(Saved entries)
────────
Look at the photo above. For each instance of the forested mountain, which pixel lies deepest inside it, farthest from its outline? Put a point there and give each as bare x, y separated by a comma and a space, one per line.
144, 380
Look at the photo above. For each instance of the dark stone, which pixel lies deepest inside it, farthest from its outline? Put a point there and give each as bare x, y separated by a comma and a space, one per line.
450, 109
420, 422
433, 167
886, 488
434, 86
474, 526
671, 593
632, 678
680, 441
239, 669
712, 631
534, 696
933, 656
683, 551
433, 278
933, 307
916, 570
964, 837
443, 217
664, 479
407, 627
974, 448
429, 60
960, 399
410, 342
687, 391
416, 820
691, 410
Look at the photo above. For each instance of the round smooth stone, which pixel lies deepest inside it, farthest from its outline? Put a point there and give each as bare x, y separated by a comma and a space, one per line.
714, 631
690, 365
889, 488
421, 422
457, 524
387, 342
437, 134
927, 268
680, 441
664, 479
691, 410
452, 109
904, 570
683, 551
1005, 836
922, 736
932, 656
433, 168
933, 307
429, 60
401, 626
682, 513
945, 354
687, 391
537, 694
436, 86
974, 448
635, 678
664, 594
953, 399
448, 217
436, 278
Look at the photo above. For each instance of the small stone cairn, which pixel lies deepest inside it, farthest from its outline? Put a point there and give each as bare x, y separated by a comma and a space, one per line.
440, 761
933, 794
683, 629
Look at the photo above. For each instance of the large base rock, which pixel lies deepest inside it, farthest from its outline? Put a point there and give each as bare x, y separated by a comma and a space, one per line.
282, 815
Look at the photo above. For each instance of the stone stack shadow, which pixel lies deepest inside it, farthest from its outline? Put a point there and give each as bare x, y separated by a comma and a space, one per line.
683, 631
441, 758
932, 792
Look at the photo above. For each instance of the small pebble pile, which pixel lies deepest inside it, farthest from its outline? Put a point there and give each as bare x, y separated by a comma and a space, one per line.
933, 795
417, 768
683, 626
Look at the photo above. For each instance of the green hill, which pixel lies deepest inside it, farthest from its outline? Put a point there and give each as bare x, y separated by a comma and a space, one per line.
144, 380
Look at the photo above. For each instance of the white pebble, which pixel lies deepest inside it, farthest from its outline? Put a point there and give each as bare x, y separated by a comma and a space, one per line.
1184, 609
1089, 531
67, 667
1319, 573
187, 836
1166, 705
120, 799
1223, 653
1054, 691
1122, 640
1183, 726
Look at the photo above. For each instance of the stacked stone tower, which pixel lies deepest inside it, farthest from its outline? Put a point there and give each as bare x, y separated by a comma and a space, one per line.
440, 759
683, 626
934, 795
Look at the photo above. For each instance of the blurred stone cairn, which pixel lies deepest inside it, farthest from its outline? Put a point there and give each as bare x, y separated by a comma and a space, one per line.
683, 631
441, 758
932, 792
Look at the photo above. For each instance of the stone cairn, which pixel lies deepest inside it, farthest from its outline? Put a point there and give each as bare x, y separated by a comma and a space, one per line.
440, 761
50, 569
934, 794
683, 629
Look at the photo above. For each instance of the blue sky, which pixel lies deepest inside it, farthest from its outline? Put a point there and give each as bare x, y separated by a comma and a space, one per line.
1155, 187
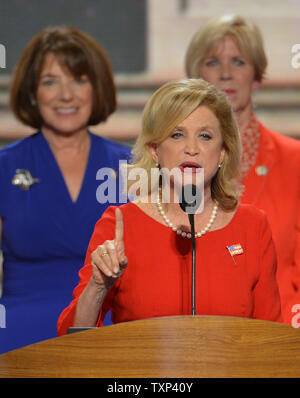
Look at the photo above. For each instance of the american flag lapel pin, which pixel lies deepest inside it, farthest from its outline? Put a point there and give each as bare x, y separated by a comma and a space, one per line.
235, 250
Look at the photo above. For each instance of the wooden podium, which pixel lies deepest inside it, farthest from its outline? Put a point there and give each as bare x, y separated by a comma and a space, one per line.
167, 347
────────
[Goal of the exercise] Quote exactly, and only, the lines from the one containing "Look at the photo above. For each instance of the blue" through the last line of the records above, both included; leave out any pictures.

[Exercise response]
Look at the photo above. For each instance of the blue sky, which pixel lies deepest inside it, farthest from its outline? Put a point there and give each as bare x, y separated by a comma and a space, one per line.
1155, 187
Look at the photo above. For each instance of the american flag lapel pin, which pixel lies deepest inside it, farthest from its outline? Put a point there and give each as bare x, y separated by a comma and a space, one per line.
235, 250
Look at the photo above. For each instance of the wooden podium, which pixel lies deepest inside it, farthest from its outline? Put a point there and give each as bare x, y separated by a comma and a space, one per line.
167, 347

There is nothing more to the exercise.